*THE DATA*:
>> START
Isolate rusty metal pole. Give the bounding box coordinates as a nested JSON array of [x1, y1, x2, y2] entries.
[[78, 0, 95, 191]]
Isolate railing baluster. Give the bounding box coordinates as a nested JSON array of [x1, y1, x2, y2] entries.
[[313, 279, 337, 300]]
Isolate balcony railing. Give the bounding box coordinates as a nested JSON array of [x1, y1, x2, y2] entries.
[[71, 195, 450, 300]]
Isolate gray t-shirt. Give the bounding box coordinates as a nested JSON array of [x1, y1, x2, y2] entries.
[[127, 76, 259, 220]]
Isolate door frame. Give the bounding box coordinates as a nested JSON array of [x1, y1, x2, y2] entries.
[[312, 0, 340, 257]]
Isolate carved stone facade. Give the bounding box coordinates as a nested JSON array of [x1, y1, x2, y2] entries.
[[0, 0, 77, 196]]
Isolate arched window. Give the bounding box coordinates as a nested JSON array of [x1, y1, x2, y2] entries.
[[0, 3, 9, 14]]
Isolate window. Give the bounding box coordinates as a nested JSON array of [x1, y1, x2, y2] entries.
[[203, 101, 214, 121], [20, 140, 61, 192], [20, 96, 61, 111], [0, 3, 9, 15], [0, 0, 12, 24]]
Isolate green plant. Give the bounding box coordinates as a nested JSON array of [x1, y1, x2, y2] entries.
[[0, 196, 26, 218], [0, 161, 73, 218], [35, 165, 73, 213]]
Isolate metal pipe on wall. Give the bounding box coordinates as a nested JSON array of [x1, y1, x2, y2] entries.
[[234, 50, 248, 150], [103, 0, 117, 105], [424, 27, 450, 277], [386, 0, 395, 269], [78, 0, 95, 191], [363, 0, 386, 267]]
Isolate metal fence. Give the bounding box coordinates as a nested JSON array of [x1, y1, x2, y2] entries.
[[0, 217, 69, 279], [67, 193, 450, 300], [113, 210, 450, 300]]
>> END
Copy out, word for word, everything in the data from the line containing "Isolate arched window." down to the very end.

Isolate arched window. Give the bounding box coordinates as a nested JSON array of [x1, y1, x2, y2] entries.
[[0, 3, 9, 14]]
Isolate window. Give the bounding box coordinates as a nested JSON array of [x1, y1, x2, y2] entries.
[[203, 101, 214, 121], [20, 140, 61, 192], [20, 96, 61, 111], [0, 3, 9, 15], [0, 0, 12, 24]]
Isolate green plant. Give the bounding box coordinates as a nested JSON array of [x1, y1, x2, y2] entries.
[[0, 196, 26, 218], [0, 161, 73, 218], [35, 165, 73, 213]]
Isolate metal pipe on wall. Give the bounding box coordinates as a nested JSON array of [x1, y1, x2, y2] entries.
[[234, 50, 248, 150], [103, 0, 117, 105], [424, 27, 450, 277], [386, 0, 395, 269], [78, 0, 95, 191], [363, 0, 386, 267]]
Isolate metal fence. Give the bounding box coordinates as a nested JSON array of [x1, y1, x2, y2] entries.
[[0, 217, 69, 279], [67, 193, 450, 300], [113, 210, 450, 300]]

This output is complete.